• Excerpted data:
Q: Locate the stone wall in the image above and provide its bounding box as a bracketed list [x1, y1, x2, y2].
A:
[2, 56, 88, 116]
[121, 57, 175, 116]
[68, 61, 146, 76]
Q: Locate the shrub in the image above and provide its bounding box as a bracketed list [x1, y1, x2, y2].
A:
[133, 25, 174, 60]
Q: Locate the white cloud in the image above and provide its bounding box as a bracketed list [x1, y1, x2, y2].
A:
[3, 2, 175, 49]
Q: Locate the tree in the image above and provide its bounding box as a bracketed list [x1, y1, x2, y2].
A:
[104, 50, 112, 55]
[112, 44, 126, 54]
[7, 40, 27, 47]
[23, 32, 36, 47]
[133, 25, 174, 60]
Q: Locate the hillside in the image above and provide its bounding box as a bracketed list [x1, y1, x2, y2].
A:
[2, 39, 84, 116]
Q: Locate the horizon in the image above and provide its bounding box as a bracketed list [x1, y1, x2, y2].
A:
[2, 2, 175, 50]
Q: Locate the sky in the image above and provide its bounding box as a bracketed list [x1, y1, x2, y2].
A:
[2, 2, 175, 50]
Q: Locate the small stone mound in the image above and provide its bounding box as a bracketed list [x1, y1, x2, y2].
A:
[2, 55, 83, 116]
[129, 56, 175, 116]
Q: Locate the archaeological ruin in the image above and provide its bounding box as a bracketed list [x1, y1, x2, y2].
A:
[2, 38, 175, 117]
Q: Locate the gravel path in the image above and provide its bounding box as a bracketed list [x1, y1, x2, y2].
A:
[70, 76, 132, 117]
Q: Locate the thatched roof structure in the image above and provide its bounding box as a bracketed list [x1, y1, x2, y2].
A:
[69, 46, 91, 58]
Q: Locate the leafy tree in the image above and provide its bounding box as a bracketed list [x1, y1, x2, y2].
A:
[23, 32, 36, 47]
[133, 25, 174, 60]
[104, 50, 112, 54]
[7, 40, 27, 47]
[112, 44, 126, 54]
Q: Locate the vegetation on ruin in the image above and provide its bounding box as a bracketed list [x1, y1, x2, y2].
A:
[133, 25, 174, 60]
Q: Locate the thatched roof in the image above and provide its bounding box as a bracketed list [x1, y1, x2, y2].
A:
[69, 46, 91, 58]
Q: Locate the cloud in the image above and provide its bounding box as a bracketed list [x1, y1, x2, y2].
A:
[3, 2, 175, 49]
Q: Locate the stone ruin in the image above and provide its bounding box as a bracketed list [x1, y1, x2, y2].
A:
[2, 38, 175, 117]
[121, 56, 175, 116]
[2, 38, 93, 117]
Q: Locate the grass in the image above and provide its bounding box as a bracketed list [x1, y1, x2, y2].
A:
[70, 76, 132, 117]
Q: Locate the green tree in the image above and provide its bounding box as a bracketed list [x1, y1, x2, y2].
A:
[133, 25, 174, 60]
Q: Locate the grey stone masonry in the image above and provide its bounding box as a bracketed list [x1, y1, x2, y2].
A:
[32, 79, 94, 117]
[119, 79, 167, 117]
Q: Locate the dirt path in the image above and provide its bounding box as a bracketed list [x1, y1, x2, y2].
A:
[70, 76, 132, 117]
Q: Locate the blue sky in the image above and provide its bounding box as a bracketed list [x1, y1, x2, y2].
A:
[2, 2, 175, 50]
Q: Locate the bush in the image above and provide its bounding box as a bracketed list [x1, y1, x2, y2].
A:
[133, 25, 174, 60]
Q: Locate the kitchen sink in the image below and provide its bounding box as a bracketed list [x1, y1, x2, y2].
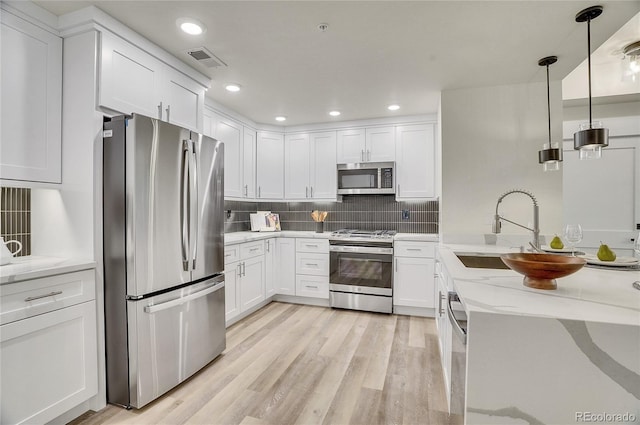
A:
[455, 252, 509, 270]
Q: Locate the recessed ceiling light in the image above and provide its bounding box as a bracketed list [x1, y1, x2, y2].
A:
[176, 18, 207, 35]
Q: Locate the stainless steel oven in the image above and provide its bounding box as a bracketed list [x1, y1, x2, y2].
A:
[329, 231, 393, 313]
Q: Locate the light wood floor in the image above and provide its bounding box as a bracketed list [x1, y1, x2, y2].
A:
[72, 302, 449, 425]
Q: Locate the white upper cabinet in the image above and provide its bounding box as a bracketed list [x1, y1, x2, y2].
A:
[310, 131, 337, 200]
[203, 109, 256, 200]
[284, 131, 336, 200]
[0, 10, 62, 183]
[337, 126, 396, 164]
[98, 32, 205, 131]
[284, 133, 311, 199]
[396, 124, 437, 199]
[256, 131, 284, 199]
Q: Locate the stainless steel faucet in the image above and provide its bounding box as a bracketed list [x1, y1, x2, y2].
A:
[492, 189, 540, 251]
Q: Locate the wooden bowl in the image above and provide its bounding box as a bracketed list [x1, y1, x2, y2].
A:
[500, 253, 587, 289]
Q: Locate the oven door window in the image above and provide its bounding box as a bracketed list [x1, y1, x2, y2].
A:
[329, 252, 393, 288]
[338, 168, 378, 189]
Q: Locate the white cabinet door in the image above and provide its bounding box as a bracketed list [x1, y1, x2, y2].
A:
[284, 133, 311, 199]
[336, 128, 366, 164]
[161, 66, 204, 132]
[365, 126, 396, 162]
[264, 239, 278, 298]
[240, 255, 265, 311]
[396, 124, 437, 199]
[309, 131, 337, 200]
[224, 262, 242, 323]
[276, 238, 296, 295]
[242, 127, 256, 199]
[214, 116, 244, 198]
[393, 257, 434, 308]
[256, 131, 284, 199]
[0, 300, 98, 424]
[98, 31, 164, 119]
[0, 10, 62, 183]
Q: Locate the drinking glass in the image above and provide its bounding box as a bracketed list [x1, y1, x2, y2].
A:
[564, 224, 582, 257]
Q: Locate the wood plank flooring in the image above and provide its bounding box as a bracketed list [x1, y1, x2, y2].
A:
[72, 302, 449, 425]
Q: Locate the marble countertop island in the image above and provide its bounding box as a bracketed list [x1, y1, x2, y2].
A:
[438, 245, 640, 425]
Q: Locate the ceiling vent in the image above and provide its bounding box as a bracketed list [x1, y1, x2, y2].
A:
[187, 47, 227, 68]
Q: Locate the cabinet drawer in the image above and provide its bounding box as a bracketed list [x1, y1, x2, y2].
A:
[393, 241, 436, 258]
[240, 241, 264, 260]
[0, 269, 96, 325]
[224, 244, 240, 265]
[296, 252, 329, 277]
[296, 239, 329, 254]
[296, 275, 329, 299]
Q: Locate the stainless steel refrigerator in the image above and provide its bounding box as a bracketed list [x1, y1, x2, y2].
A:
[103, 114, 226, 408]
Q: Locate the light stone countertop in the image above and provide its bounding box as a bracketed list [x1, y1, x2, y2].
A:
[224, 230, 438, 245]
[439, 245, 640, 326]
[0, 255, 96, 285]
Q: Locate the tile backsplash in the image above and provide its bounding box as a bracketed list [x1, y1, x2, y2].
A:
[0, 187, 31, 257]
[224, 195, 439, 233]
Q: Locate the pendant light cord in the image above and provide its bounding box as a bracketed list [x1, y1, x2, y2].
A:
[587, 18, 593, 129]
[547, 64, 551, 144]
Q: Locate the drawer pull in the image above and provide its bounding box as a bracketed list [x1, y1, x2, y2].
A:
[24, 291, 62, 302]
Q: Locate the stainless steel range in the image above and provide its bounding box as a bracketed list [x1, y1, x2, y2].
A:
[329, 229, 396, 313]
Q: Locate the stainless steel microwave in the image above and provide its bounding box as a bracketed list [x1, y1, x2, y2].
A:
[338, 162, 396, 195]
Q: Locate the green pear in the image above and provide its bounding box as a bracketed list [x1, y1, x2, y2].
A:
[549, 235, 564, 249]
[598, 241, 616, 261]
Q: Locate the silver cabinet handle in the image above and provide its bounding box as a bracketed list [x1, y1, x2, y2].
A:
[24, 291, 62, 302]
[438, 291, 444, 316]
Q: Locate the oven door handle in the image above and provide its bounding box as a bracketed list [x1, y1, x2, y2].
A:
[447, 292, 467, 345]
[329, 245, 393, 255]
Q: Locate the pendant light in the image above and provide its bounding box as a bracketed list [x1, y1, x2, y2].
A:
[538, 56, 562, 171]
[573, 6, 609, 159]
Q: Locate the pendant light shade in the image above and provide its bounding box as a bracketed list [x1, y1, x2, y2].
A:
[573, 6, 609, 159]
[538, 56, 562, 171]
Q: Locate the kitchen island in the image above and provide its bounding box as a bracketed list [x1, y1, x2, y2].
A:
[438, 245, 640, 424]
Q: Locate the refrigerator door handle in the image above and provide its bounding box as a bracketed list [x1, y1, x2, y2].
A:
[189, 141, 200, 270]
[180, 140, 190, 271]
[144, 281, 224, 314]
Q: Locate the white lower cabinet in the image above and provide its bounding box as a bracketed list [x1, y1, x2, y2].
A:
[225, 241, 266, 322]
[0, 270, 98, 424]
[264, 239, 278, 298]
[275, 238, 296, 295]
[393, 241, 435, 309]
[296, 239, 329, 299]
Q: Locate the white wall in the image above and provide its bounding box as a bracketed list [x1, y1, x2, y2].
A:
[440, 82, 562, 242]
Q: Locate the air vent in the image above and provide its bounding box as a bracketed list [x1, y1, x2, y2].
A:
[187, 47, 227, 68]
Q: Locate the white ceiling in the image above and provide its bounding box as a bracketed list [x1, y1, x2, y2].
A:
[36, 0, 640, 126]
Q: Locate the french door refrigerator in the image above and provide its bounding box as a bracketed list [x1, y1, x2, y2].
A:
[103, 114, 226, 408]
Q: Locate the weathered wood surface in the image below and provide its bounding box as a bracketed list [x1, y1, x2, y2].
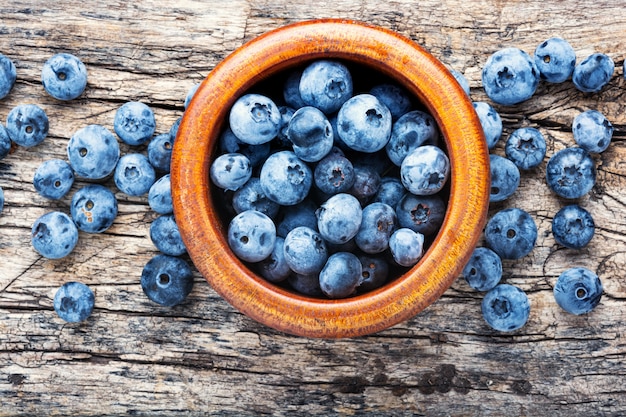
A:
[0, 0, 626, 416]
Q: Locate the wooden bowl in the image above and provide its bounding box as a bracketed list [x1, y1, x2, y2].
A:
[171, 19, 490, 338]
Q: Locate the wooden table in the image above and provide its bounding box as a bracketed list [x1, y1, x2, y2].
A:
[0, 0, 626, 416]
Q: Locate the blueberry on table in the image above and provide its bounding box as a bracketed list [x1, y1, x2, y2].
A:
[319, 252, 362, 298]
[292, 59, 353, 114]
[53, 281, 95, 323]
[228, 94, 281, 145]
[552, 204, 595, 249]
[400, 145, 450, 195]
[482, 48, 539, 106]
[70, 184, 117, 233]
[6, 104, 49, 148]
[41, 53, 87, 100]
[67, 124, 120, 180]
[546, 147, 596, 199]
[150, 214, 187, 256]
[482, 284, 530, 332]
[385, 110, 439, 166]
[141, 254, 193, 307]
[472, 101, 503, 149]
[31, 211, 78, 259]
[33, 159, 74, 200]
[535, 37, 576, 83]
[572, 53, 615, 93]
[553, 268, 603, 315]
[337, 94, 392, 153]
[0, 54, 17, 100]
[489, 154, 520, 203]
[113, 101, 156, 146]
[485, 207, 537, 259]
[572, 110, 613, 153]
[504, 127, 546, 170]
[461, 247, 502, 291]
[113, 153, 156, 196]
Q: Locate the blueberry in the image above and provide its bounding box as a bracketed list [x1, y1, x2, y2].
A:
[287, 106, 334, 162]
[228, 94, 281, 145]
[369, 83, 412, 121]
[313, 153, 356, 195]
[354, 203, 398, 254]
[0, 54, 17, 100]
[148, 133, 174, 172]
[33, 159, 74, 200]
[316, 193, 363, 244]
[259, 151, 313, 206]
[396, 193, 446, 236]
[141, 254, 193, 307]
[482, 284, 530, 332]
[535, 37, 576, 83]
[52, 281, 95, 323]
[472, 101, 502, 149]
[482, 48, 539, 106]
[546, 147, 596, 199]
[70, 184, 117, 233]
[284, 226, 328, 275]
[389, 227, 424, 267]
[337, 94, 392, 153]
[552, 204, 595, 249]
[31, 211, 78, 259]
[150, 214, 187, 256]
[461, 247, 502, 291]
[319, 252, 362, 298]
[148, 174, 174, 214]
[113, 101, 156, 146]
[553, 268, 603, 315]
[228, 210, 276, 262]
[358, 255, 389, 292]
[6, 104, 49, 147]
[572, 53, 615, 93]
[572, 110, 613, 153]
[41, 53, 87, 100]
[294, 59, 352, 114]
[233, 177, 280, 219]
[504, 127, 546, 170]
[385, 110, 439, 166]
[400, 145, 450, 195]
[209, 153, 252, 191]
[113, 153, 156, 196]
[489, 154, 520, 203]
[67, 125, 120, 180]
[485, 207, 537, 259]
[258, 236, 292, 282]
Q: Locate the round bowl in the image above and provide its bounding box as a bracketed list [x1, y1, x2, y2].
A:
[171, 19, 490, 338]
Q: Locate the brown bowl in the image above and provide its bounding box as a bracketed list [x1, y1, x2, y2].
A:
[171, 19, 490, 338]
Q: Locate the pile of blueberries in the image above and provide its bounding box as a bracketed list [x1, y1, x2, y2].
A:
[0, 53, 193, 322]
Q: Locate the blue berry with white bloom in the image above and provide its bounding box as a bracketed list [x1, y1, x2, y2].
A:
[113, 153, 156, 196]
[52, 281, 95, 323]
[482, 284, 530, 332]
[482, 47, 539, 106]
[553, 267, 603, 315]
[141, 254, 193, 307]
[572, 110, 613, 153]
[41, 53, 87, 100]
[113, 101, 156, 146]
[6, 104, 50, 148]
[67, 124, 120, 180]
[31, 211, 78, 259]
[33, 159, 74, 200]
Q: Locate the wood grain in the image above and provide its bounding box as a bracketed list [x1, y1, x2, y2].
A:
[0, 0, 626, 416]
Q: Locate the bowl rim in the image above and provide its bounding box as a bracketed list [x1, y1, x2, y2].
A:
[171, 19, 490, 338]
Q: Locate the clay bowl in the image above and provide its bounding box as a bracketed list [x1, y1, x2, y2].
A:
[171, 19, 490, 338]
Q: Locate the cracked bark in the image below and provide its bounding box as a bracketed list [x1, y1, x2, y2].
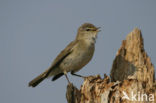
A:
[66, 28, 156, 103]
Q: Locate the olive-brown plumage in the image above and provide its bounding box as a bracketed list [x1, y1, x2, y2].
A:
[29, 23, 100, 87]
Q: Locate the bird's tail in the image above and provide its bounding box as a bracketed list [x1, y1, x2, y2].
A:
[29, 72, 47, 87]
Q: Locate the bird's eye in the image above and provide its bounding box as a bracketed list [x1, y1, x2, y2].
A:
[86, 28, 91, 31]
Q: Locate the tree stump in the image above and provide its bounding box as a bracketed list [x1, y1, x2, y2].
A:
[66, 28, 156, 103]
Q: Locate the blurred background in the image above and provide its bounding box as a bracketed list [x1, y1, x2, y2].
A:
[0, 0, 156, 103]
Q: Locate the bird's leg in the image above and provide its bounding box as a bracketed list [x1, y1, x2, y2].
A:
[64, 72, 70, 84]
[71, 72, 86, 79]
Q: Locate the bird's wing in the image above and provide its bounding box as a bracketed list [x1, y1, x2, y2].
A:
[46, 41, 76, 76]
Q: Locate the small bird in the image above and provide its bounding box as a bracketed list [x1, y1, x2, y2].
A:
[29, 23, 100, 87]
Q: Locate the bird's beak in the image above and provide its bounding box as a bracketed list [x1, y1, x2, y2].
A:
[96, 27, 101, 32]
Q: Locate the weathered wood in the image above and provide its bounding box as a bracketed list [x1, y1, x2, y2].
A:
[66, 28, 156, 103]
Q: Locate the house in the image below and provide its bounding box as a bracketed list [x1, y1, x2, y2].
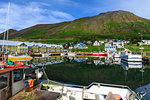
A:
[74, 43, 88, 49]
[0, 40, 63, 54]
[17, 42, 28, 54]
[137, 40, 150, 46]
[113, 41, 124, 48]
[142, 40, 150, 45]
[31, 44, 39, 53]
[87, 41, 92, 44]
[105, 43, 117, 52]
[93, 41, 101, 46]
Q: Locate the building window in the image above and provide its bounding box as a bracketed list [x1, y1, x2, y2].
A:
[0, 74, 8, 89]
[13, 70, 23, 82]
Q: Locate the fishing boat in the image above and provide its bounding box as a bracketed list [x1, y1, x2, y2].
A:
[41, 80, 140, 100]
[121, 61, 142, 70]
[92, 52, 107, 56]
[113, 51, 120, 58]
[0, 61, 31, 68]
[8, 54, 32, 61]
[68, 52, 76, 57]
[120, 49, 142, 62]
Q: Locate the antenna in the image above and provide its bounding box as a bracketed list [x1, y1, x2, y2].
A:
[2, 2, 10, 52]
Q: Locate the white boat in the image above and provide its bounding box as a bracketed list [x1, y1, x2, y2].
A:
[135, 84, 150, 100]
[121, 61, 142, 70]
[42, 53, 51, 57]
[120, 49, 142, 61]
[113, 51, 120, 58]
[68, 52, 76, 57]
[41, 80, 140, 100]
[8, 54, 32, 61]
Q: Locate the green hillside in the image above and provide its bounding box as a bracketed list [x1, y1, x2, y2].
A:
[0, 10, 150, 42]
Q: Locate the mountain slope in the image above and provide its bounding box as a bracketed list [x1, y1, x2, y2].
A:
[0, 10, 150, 40]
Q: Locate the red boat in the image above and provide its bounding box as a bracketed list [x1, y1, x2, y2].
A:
[93, 52, 107, 56]
[0, 61, 31, 68]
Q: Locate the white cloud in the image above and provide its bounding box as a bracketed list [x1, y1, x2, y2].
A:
[120, 0, 150, 19]
[51, 11, 74, 19]
[0, 2, 74, 32]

• Instructions for the task: Leave out all pictures and extract exactly the lines from the line with "Q: Locate the small bird" through the end of the material.

• Completed task:
Q: Locate the small bird in the image above and provide its bounding box as a bracketed list [x1, y1, x2, y2].
A:
[29, 23, 100, 87]
Q: Locate the bird's beak in the image above and provide its bounding box as a bracketed list [x1, y1, x2, y2].
A:
[96, 27, 101, 32]
Q: Locate the weathered wood in the image above and provide its bounding box as a bracketed list [x1, y1, x2, y2].
A:
[66, 28, 156, 103]
Q: Locate the house in the image below and provide its bounding box as a bracketed list [x1, y1, x2, y2].
A:
[74, 43, 88, 49]
[0, 40, 63, 54]
[17, 42, 28, 54]
[137, 40, 150, 46]
[113, 41, 124, 48]
[142, 40, 150, 45]
[31, 44, 39, 53]
[87, 41, 92, 44]
[105, 43, 117, 52]
[93, 41, 101, 46]
Q: Locate the building window in the image above and provide its bounding box as a bracketed list [x1, y1, x2, y2].
A:
[0, 74, 8, 89]
[13, 70, 23, 82]
Q: Locate the fishing boat in the image above and provide its bounding box as a bracketed list [x1, y1, x2, y2].
A:
[41, 80, 140, 100]
[121, 61, 142, 70]
[92, 52, 107, 56]
[113, 51, 120, 58]
[0, 61, 31, 68]
[8, 54, 32, 61]
[68, 52, 76, 57]
[120, 49, 142, 62]
Q: Locate the antenna in the image above and provide its bounding box as a bracketed list [x1, y1, x2, y2].
A:
[2, 2, 10, 52]
Q: Locate the white boat in the image above and provide its bounding box as a bracketed list [x1, y1, x2, y2].
A:
[135, 84, 150, 100]
[121, 61, 142, 70]
[42, 53, 51, 57]
[120, 49, 142, 61]
[113, 51, 120, 58]
[68, 52, 76, 57]
[41, 80, 140, 100]
[8, 54, 32, 61]
Q: Locate the green hillside in the image above and provide its bounding box as a bracketed list [x1, y1, x2, y2].
A:
[0, 10, 150, 42]
Q: Locate the mountain slope in the image above and provide its bounding box as a bracketed list [x1, y1, x2, y2].
A:
[0, 10, 150, 40]
Q: Locate the red boat in the image above and provide its bounding box as a bracketed list [x1, y1, x2, y2].
A:
[93, 52, 107, 56]
[0, 61, 31, 68]
Q: Locate the white cloud in the image above and provide its bounding box as a bracketed list [x1, y1, x2, y2].
A:
[120, 0, 150, 19]
[51, 11, 74, 19]
[0, 2, 74, 32]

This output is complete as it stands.